# WHAT NEEDS TO BE DONE
Return each line of the data below that contains the string "face". Case is significant: a line matches only if the letters appear in the same case.
** BEGIN RECORDS PROVIDED **
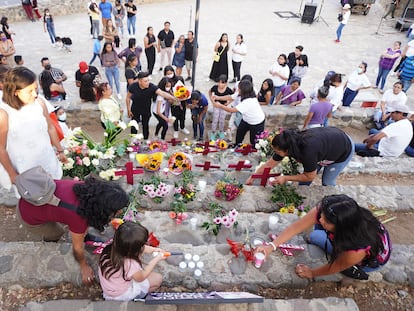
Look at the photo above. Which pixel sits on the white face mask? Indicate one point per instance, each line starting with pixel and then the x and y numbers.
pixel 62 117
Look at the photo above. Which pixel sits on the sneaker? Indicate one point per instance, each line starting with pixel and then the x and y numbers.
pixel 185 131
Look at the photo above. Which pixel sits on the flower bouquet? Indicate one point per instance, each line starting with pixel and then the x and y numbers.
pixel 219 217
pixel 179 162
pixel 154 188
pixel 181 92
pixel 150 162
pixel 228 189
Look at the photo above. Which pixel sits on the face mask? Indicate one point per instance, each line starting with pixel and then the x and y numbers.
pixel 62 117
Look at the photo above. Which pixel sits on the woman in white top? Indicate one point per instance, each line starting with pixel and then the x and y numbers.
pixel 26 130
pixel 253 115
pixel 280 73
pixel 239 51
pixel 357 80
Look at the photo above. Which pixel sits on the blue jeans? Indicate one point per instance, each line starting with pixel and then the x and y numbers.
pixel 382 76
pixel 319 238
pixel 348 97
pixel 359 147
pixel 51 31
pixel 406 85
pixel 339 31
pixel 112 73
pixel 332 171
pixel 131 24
** END RECORDS PROVIDED **
** BEGIN RECORDS PROVIDED **
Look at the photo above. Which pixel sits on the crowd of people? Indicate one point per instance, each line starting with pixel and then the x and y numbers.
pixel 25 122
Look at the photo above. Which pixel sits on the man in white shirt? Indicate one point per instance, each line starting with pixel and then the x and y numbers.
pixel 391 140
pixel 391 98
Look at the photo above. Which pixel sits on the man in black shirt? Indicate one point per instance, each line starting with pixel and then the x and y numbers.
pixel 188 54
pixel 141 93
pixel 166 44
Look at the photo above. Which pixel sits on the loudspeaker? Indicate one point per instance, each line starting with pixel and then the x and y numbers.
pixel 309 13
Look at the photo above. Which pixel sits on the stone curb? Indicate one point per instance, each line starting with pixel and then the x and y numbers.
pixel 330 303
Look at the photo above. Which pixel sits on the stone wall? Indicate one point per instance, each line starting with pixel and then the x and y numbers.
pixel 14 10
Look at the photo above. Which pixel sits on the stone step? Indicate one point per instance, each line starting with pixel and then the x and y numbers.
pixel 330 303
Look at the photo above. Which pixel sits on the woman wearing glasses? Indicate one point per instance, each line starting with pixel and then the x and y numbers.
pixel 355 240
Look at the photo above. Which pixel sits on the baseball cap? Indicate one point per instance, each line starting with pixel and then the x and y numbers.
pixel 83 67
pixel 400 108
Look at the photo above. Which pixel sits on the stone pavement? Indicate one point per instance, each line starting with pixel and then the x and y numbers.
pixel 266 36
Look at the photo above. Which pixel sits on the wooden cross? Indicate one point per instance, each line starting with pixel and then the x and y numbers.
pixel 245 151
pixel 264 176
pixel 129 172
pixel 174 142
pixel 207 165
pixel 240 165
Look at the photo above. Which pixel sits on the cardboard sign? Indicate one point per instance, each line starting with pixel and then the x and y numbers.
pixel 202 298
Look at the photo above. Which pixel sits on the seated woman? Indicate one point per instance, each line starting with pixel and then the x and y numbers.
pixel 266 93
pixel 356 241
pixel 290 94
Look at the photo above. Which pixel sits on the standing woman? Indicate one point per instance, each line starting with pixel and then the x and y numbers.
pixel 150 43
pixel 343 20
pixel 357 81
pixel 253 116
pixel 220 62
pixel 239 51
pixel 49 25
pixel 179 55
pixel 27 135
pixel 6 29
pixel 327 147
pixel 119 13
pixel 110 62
** END RECORDS PROVIDED **
# WRITTEN SOLUTION
Look at the photo above. Which pixel sits on the white face mask? Indicate one point per instance, each line starting with pixel and then the x and y numbers.
Look at the photo above. Which pixel sits on the face mask? Indicate one point per instance, each line starting with pixel and then the x and y numbers.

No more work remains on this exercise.